Work task 1 - In the essay about the aunt, what is her line of work?
Work task 2 - Write the next part of the essay about the aunt and her late Estonian husband, starting after its last sentence.

Reading passage -
Start of Block

My aunt is in her early 70s. She has her hearing, coupled with sharp critical thinking skills. She has her hand-eye coordination, which comes in handy for her line of work as a music therapist and ad hoc piano accompanist. She has her health, as demonstrated by every-other-day tennis matches in which she puts women 20 years her junior to shame. She does not have the love of her life.
My Estonian uncle, my aunt’s butter to her bread and breath to her joie de vivre, passed away after an on-again, off-again relationship with cancer that finally stayed on-again despite his insistence that it wasn’t the right partnership for him. Some relationships are like that, I suppose. My uncle took in his last bit of oxygen and exhaled one last time in the home he and my aunt shared, surrounded by family in one of those storybook tellings – except in Mother Goose they always make these moments sound peaceful and quiet, when really they are fraught with emotions, fragility, noise and the resounding knowledge that no one and nothing will be the same from here forward.

End of Block

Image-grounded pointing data
Start of Block

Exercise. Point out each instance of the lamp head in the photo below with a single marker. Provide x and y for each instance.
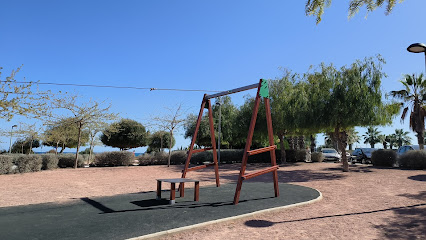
(417, 48)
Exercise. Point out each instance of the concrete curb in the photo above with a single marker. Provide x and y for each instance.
(199, 225)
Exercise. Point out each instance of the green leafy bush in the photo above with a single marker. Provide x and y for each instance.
(6, 164)
(117, 158)
(50, 161)
(317, 157)
(28, 163)
(383, 158)
(155, 158)
(415, 159)
(178, 157)
(68, 160)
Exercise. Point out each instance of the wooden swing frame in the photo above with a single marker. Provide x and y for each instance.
(262, 91)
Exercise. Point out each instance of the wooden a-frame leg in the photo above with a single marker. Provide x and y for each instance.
(213, 141)
(271, 142)
(247, 147)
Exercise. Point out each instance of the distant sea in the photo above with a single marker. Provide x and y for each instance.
(136, 154)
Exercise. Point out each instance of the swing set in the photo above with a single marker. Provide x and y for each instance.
(262, 92)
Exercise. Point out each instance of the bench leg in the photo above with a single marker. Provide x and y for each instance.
(197, 191)
(158, 190)
(172, 193)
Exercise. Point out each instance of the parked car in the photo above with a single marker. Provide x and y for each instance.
(330, 154)
(406, 148)
(362, 155)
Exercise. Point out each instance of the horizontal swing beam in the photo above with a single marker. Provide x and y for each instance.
(224, 93)
(199, 167)
(261, 150)
(199, 150)
(261, 172)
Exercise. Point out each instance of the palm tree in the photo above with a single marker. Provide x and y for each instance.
(413, 97)
(371, 136)
(401, 137)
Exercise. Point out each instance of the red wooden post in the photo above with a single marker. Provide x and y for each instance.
(158, 190)
(172, 193)
(197, 191)
(248, 145)
(213, 139)
(271, 142)
(191, 147)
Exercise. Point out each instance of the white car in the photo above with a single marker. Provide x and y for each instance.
(330, 154)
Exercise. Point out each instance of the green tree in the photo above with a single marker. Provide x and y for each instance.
(25, 145)
(83, 114)
(317, 7)
(354, 99)
(413, 97)
(228, 119)
(352, 137)
(125, 134)
(171, 122)
(203, 135)
(160, 140)
(63, 134)
(288, 100)
(19, 98)
(372, 136)
(401, 137)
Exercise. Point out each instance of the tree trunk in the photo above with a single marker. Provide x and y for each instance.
(31, 147)
(301, 142)
(282, 148)
(342, 139)
(421, 139)
(78, 145)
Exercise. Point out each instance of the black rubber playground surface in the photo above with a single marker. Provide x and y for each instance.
(132, 215)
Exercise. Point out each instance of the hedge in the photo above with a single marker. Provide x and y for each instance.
(317, 157)
(117, 158)
(68, 160)
(384, 158)
(6, 164)
(415, 159)
(28, 163)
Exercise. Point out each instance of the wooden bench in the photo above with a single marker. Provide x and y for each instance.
(173, 182)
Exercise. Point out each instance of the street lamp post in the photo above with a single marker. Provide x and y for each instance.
(219, 130)
(418, 48)
(10, 145)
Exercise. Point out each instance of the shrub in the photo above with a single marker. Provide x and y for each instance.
(52, 151)
(50, 161)
(415, 159)
(317, 157)
(68, 160)
(117, 158)
(6, 164)
(28, 163)
(383, 158)
(178, 157)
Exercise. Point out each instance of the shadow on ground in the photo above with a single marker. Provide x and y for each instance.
(421, 177)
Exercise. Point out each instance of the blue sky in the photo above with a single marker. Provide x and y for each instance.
(209, 45)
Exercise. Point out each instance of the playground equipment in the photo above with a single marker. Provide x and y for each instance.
(262, 91)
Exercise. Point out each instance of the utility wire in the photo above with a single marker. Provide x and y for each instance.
(119, 87)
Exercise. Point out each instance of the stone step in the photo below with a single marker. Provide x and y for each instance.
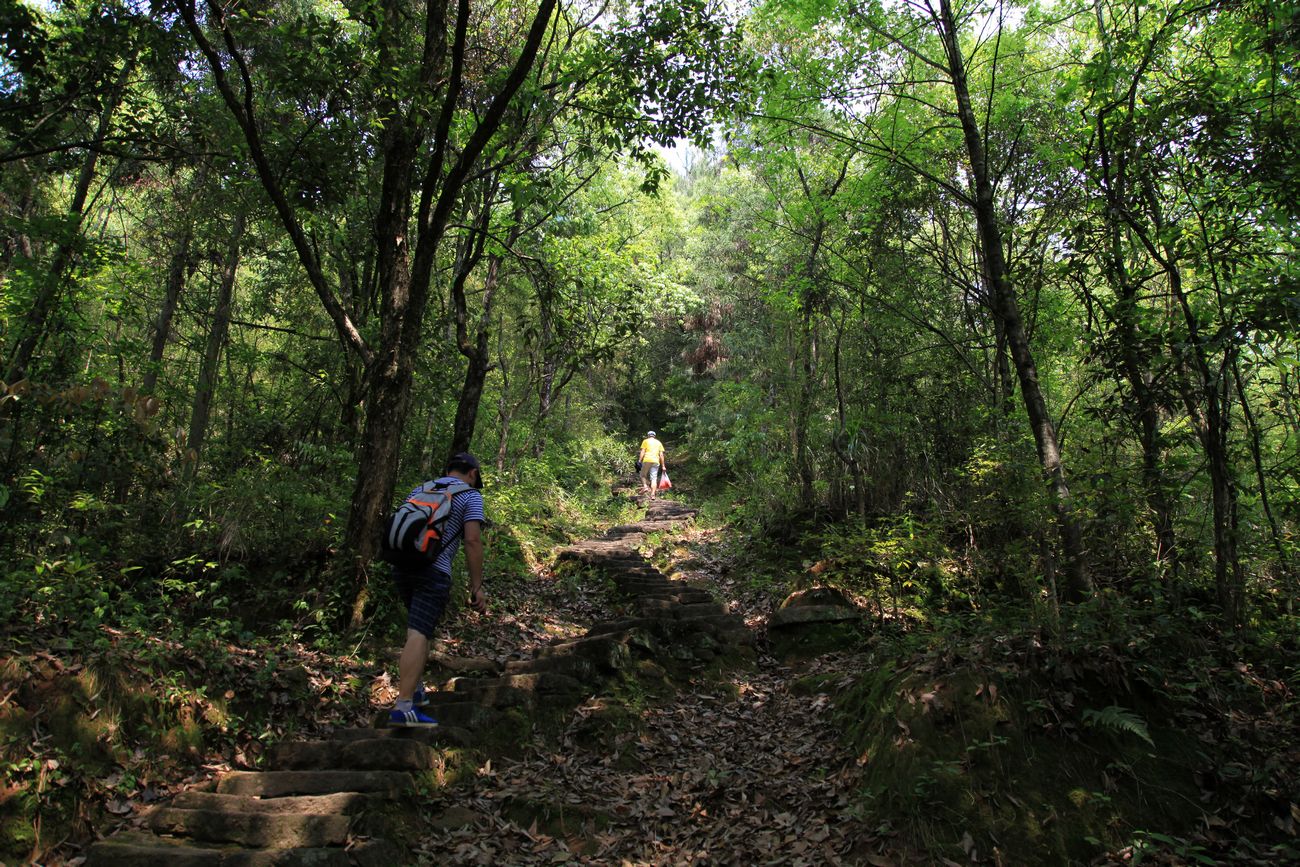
(440, 736)
(138, 849)
(278, 784)
(623, 575)
(375, 754)
(341, 802)
(615, 627)
(265, 831)
(576, 667)
(697, 610)
(538, 683)
(609, 653)
(593, 555)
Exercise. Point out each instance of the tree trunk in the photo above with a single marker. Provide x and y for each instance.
(1005, 307)
(217, 333)
(177, 273)
(34, 329)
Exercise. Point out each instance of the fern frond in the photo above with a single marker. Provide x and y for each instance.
(1118, 719)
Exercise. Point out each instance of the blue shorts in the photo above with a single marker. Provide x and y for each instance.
(425, 593)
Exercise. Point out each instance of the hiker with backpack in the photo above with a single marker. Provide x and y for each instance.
(420, 541)
(650, 463)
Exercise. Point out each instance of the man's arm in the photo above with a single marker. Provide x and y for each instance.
(473, 542)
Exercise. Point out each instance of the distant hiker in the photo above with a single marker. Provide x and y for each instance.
(425, 586)
(651, 459)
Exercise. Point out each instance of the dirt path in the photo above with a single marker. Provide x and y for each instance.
(740, 771)
(679, 745)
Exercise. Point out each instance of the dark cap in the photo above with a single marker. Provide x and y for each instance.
(464, 462)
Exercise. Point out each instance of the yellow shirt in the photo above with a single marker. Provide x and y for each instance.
(651, 451)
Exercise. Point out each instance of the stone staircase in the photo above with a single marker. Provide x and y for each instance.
(337, 802)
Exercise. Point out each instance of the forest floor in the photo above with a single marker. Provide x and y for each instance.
(748, 764)
(739, 768)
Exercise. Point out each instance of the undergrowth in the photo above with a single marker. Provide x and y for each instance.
(129, 670)
(1117, 737)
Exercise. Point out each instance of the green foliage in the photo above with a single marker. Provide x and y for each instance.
(900, 559)
(1117, 719)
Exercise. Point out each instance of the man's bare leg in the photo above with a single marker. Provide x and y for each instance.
(415, 653)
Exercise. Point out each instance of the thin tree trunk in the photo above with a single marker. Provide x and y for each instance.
(1005, 306)
(34, 329)
(217, 333)
(178, 269)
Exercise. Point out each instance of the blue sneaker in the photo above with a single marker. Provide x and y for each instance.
(411, 719)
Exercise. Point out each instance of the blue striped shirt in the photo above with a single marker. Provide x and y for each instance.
(468, 506)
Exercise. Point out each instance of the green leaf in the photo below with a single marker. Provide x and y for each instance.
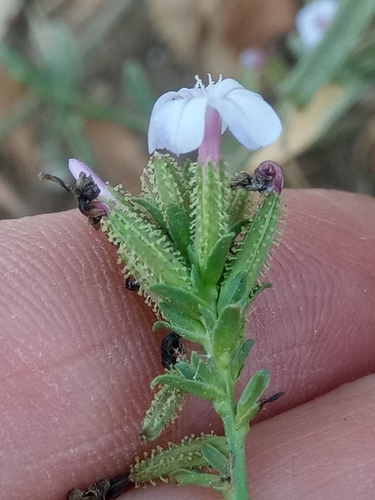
(322, 64)
(197, 478)
(179, 228)
(201, 368)
(183, 332)
(228, 330)
(153, 210)
(163, 410)
(183, 457)
(239, 358)
(186, 326)
(144, 247)
(217, 460)
(186, 370)
(199, 389)
(232, 290)
(214, 268)
(178, 298)
(210, 199)
(137, 86)
(248, 406)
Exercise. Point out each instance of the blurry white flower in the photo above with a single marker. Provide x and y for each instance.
(314, 19)
(253, 57)
(195, 118)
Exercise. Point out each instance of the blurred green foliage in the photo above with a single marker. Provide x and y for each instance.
(346, 56)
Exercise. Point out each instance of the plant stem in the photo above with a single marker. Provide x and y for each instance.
(236, 441)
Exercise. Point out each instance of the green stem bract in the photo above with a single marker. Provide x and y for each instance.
(226, 408)
(211, 198)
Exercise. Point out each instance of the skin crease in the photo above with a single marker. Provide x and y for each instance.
(78, 354)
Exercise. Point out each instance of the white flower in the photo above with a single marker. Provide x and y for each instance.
(314, 19)
(181, 120)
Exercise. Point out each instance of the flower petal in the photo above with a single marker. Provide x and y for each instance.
(77, 166)
(177, 121)
(248, 116)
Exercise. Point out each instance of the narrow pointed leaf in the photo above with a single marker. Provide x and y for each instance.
(320, 66)
(163, 410)
(233, 290)
(183, 322)
(217, 460)
(238, 360)
(186, 370)
(178, 298)
(181, 330)
(216, 260)
(179, 228)
(254, 250)
(228, 330)
(201, 369)
(197, 478)
(153, 211)
(250, 396)
(183, 457)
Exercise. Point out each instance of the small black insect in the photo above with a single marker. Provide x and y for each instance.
(132, 284)
(171, 350)
(271, 399)
(267, 177)
(86, 192)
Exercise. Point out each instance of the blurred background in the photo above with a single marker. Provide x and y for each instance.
(78, 78)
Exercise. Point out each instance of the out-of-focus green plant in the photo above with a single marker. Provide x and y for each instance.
(55, 85)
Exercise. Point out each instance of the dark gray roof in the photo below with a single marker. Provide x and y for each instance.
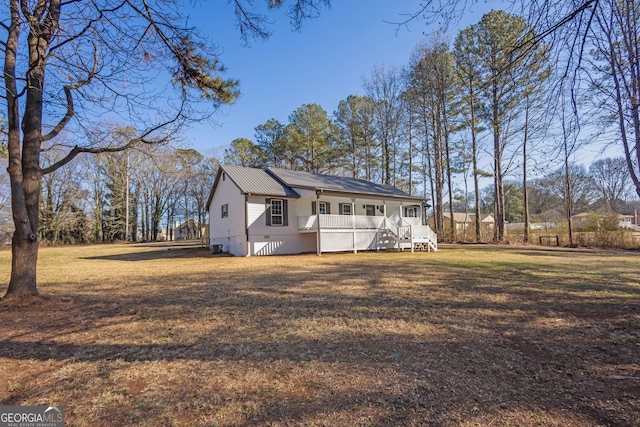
(257, 182)
(337, 184)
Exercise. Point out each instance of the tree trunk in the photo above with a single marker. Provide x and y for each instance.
(24, 167)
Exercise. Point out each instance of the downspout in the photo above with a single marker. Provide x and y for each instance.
(353, 223)
(246, 225)
(318, 241)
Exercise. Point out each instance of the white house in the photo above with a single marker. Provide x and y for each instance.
(278, 211)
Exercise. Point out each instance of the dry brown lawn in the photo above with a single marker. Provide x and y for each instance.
(162, 335)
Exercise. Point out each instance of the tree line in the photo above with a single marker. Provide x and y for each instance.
(69, 65)
(491, 105)
(137, 195)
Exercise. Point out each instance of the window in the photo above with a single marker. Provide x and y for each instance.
(411, 212)
(325, 208)
(276, 212)
(371, 210)
(345, 209)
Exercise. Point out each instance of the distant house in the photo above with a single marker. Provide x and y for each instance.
(585, 219)
(467, 221)
(277, 211)
(187, 230)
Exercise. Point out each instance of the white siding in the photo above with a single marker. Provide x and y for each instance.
(276, 240)
(229, 231)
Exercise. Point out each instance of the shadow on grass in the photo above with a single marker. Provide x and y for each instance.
(170, 252)
(423, 341)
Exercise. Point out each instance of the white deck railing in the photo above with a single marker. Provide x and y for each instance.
(409, 231)
(340, 222)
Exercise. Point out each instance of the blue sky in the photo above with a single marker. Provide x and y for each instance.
(323, 63)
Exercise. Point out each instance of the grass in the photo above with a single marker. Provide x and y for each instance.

End of Block

Written response 1 - She works as a music therapist and ad hoc piano accompanist.

Written response 2 -
My aunt was the talk of the community after a while. I watched from as early on as days after her husband’s passing as the older men of the neighborhood attempted to court her, with comments of being a “merry widow” to sly looks to phone calls. For all appearances, she went about living: piano, singing, tennis, grandchildren. But as anyone knows, it’s not simply a matter of appearances, and I can only imagine the moments in solitude – perhaps standing in the shower or when curling up in bed – when she let herself go. And somewhere in that time of learning to let go and of being flirted with clumsily, despite not looking for anyone or anything to fill that void, someone appeared.
My aunt’s boyfriend lost the love of his life, too. He has kids, grandkids, his health, his mind, and most noticeably, his heart. Despite her not being the love of his life, and him not being hers, he gives her an incredible amount of time, attention, consideration and affection while still letting her be. He’ll detail her car while she’s out of town, or help her pick the perfect camera for taking photos of her family. He’ll be kind to her sister and brother-in-law, her nieces and nephews, and plan trips to Alaska so they can continue to see the world.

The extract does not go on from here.